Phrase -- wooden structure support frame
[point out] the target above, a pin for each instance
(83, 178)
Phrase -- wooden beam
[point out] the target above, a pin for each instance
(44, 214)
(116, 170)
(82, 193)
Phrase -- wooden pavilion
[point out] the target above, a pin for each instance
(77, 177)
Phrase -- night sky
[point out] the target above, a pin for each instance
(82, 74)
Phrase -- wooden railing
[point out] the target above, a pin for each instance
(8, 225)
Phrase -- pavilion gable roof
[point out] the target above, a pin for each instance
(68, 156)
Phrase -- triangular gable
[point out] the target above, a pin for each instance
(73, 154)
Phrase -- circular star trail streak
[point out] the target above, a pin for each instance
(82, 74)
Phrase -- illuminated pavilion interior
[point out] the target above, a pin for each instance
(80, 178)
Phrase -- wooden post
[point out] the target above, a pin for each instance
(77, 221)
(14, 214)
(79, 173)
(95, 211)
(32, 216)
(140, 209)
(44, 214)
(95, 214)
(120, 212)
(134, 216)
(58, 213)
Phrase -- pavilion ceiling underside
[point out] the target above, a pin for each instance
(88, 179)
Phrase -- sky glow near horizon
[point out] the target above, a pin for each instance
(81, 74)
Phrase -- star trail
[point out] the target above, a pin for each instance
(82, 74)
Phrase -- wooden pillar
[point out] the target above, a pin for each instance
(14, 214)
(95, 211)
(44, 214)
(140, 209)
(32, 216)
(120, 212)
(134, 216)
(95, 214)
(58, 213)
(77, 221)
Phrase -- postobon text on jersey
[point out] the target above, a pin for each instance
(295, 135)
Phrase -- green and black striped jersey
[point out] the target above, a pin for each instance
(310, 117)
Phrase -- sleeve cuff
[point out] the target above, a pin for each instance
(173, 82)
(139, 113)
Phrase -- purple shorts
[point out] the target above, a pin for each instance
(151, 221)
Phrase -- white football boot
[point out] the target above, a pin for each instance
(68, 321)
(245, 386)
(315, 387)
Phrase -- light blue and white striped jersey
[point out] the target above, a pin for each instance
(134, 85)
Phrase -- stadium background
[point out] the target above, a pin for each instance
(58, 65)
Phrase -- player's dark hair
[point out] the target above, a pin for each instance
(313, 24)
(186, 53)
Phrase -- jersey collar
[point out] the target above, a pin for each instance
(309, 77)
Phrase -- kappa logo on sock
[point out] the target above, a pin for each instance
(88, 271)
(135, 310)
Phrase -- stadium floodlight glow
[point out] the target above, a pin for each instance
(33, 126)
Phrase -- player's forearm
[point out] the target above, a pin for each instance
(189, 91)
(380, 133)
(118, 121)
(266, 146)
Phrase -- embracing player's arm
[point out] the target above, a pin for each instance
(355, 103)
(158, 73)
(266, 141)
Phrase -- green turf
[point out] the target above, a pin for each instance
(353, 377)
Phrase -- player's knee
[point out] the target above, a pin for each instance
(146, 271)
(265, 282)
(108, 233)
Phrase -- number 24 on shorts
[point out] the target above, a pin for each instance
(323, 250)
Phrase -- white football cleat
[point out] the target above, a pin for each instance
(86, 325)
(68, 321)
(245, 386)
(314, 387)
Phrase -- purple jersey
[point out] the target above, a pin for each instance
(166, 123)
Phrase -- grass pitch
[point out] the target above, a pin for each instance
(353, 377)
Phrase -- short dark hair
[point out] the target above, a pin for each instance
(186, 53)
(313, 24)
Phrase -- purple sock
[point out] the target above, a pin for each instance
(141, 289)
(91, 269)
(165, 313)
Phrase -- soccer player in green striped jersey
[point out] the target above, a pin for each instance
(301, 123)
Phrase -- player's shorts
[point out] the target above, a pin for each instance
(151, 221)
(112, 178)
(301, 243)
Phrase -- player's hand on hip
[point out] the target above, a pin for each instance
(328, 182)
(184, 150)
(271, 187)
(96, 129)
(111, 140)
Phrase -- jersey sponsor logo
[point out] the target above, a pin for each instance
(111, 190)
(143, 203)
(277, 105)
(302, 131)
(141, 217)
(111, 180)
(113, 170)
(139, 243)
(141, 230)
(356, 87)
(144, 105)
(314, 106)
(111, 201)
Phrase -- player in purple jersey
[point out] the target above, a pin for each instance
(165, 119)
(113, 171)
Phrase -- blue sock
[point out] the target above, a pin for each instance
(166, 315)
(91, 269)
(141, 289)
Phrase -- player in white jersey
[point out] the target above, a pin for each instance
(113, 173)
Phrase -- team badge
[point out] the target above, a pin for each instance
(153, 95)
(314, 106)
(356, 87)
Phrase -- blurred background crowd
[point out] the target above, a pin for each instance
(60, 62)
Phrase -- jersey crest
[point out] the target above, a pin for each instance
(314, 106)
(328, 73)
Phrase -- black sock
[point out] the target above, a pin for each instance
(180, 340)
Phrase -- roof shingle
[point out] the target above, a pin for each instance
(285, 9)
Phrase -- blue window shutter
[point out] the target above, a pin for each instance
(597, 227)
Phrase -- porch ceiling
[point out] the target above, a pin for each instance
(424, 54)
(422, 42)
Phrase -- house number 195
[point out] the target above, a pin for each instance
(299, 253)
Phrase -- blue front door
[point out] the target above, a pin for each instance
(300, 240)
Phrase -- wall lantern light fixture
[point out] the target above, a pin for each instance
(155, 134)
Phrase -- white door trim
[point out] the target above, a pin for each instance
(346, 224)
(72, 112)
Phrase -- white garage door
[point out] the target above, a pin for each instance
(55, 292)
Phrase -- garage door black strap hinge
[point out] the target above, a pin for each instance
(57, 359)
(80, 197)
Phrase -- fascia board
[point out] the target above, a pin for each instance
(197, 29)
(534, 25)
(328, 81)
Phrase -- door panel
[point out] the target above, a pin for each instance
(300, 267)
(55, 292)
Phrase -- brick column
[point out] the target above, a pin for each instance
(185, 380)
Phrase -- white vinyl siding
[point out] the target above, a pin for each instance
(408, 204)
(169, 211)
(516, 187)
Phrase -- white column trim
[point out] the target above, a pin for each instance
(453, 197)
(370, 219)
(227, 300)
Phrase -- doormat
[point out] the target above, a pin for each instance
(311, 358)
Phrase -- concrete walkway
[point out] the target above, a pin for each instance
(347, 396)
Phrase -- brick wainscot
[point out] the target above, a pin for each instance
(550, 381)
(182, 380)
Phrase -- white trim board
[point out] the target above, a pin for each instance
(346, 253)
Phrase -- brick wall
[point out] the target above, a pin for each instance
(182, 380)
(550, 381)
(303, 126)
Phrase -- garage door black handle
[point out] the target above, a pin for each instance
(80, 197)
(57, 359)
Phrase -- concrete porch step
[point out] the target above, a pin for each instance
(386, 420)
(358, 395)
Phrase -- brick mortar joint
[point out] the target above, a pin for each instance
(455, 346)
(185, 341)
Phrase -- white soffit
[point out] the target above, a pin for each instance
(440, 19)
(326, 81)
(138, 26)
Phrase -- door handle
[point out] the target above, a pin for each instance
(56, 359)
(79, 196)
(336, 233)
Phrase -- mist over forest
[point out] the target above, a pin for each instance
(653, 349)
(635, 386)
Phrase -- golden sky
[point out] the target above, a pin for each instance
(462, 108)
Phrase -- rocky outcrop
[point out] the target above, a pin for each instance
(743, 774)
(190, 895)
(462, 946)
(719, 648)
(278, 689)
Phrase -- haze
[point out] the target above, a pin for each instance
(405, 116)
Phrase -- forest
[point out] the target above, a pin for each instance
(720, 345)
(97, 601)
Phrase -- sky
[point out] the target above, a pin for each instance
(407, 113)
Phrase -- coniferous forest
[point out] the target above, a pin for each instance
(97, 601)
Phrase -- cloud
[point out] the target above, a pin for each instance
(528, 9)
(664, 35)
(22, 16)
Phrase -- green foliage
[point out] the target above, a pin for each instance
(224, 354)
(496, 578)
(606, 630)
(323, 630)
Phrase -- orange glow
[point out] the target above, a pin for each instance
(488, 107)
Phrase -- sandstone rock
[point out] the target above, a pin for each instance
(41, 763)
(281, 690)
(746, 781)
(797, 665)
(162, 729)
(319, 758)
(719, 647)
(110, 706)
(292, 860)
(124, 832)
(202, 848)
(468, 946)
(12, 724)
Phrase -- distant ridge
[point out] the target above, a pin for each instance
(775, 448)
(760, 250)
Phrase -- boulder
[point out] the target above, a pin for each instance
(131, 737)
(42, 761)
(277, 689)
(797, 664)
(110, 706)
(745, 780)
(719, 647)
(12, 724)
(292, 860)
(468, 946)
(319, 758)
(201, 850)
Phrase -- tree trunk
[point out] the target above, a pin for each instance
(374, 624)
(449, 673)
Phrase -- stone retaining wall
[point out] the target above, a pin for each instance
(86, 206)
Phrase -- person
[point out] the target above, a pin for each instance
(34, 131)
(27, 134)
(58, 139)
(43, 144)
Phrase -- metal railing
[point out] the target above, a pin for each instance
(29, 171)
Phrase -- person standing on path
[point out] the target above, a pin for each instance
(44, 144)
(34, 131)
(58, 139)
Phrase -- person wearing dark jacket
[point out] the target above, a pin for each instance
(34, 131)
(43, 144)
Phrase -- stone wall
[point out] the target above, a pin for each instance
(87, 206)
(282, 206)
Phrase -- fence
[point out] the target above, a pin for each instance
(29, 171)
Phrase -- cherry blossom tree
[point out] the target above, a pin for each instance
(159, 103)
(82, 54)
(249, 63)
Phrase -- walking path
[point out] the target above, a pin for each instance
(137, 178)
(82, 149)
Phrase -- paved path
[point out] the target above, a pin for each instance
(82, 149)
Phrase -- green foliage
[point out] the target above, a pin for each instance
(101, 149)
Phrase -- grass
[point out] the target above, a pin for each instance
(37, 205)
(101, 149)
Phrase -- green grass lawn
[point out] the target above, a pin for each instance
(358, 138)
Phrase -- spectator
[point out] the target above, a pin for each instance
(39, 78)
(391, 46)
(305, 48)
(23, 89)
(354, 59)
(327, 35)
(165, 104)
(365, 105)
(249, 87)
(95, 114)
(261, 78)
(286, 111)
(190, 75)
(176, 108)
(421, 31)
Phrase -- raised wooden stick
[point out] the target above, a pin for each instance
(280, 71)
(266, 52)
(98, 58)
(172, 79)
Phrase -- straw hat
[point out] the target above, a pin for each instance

_WHAT TO PRODUCE:_ Quote, without any change, each line from the one that contains "Phrase -- paved path" through the end of the material.

_EXPECTED OUTPUT:_
Phrase -- paved path
[point out] the target above, a pin for each instance
(82, 149)
Phrase -- green foliage
[point out] the target above, a pin for each instance
(101, 149)
Phrase -- grass
[point out] the target above, a pin for each instance
(37, 205)
(101, 149)
Phrase -- green grass lawn
[point out] the target above, a pin for each instance
(358, 138)
Phrase -- spectator
[point out] the target above, a pin for each instance
(39, 78)
(391, 46)
(305, 48)
(23, 89)
(354, 59)
(327, 35)
(165, 104)
(365, 105)
(249, 87)
(95, 114)
(261, 78)
(286, 111)
(190, 75)
(176, 108)
(421, 31)
Phrase -- raised wooden stick
[point out] the target above, a pin for each instance
(280, 71)
(266, 52)
(98, 58)
(172, 79)
Phrase -- straw hat
[point out] the target above, a pin for each instance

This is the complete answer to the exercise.